Start of READING PASSAGE
Except modern atheism which understands it to be "forces" or "energy".

2) The second way is from the nature of the efficient cause. ... Therefore it is necessary to admit a first efficient cause, to which everyone gives the name of God.

Except modern atheism which as first efficient cause for everything in one moment accept the whole universe or as much as is relevant of it (for each chain if simultaneous causation and effectiveness) in the immediately previous moment.

3) The third way is taken from possibility and necessity, and runs thus. ... Now it is impossible to go on to infinity in necessary things which have their necessity caused by another, as has been already proved in regard to efficient causes. Therefore we cannot but postulate the existence of some being having of itself its own necessity, and not receiving it from another, but rather causing in others their necessity. This all men speak of as God.

Except modern atheism which speaks of it as matter an energy.

4) The fourth way is taken from the gradation to be found in things. ... Now the maximum in any genus is the cause of all in that genus; as fire, which is the maximum heat, is the cause of all hot things. Therefore there must also be something which is to all beings the cause of their being, goodness, and every other perfection; and this we call God.
End of READING PASSAGE
WORK INSTRUCTIONS:
(a) Transcribe the passage on the ways to God, beginning at the words "3) The third" and stopping after "matter an energy.".
(b) In the passage on the ways to God, what example does the fourth way give of the maximum in a genus being the cause of all in that genus?
Start of INFORMATION PROVIDED
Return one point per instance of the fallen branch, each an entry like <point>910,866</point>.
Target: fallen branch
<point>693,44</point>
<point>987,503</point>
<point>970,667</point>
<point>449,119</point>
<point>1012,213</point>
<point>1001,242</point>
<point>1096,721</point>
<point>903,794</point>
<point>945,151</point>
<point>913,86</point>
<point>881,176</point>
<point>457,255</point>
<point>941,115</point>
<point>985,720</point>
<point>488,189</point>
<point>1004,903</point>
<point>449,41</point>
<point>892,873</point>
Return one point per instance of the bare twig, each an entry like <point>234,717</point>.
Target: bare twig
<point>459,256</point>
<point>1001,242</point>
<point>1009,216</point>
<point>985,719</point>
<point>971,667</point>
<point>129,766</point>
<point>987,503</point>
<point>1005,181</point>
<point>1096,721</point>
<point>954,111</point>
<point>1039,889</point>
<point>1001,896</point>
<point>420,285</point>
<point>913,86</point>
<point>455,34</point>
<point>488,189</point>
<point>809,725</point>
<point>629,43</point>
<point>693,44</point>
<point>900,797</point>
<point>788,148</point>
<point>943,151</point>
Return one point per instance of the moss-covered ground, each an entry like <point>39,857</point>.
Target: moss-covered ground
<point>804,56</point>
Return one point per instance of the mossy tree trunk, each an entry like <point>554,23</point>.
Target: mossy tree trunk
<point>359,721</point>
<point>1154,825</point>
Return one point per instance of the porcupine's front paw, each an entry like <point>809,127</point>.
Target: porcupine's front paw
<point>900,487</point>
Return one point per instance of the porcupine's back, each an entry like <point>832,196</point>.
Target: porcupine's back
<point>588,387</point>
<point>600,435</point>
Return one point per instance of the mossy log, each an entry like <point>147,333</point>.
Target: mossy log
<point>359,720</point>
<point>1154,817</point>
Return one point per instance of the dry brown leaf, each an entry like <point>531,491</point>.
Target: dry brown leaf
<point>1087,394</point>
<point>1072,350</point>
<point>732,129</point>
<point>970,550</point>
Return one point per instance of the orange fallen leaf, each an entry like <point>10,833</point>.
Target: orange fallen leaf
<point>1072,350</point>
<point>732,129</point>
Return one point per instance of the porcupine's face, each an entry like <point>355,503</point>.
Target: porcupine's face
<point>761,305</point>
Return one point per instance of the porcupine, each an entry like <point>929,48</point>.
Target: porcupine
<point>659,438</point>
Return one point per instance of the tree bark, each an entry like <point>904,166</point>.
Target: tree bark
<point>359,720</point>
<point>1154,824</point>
End of INFORMATION PROVIDED
RESPONSES BY ITEM NUMBER:
(a)
3) The third way is taken from possibility and necessity, and runs thus. ... Now it is impossible to go on to infinity in necessary things which have their necessity caused by another, as has been already proved in regard to efficient causes. Therefore we cannot but postulate the existence of some being having of itself its own necessity, and not receiving it from another, but rather causing in others their necessity. This all men speak of as God.

Except modern atheism which speaks of it as matter an energy.

(b) Fire, which is the maximum heat, is the cause of all hot things.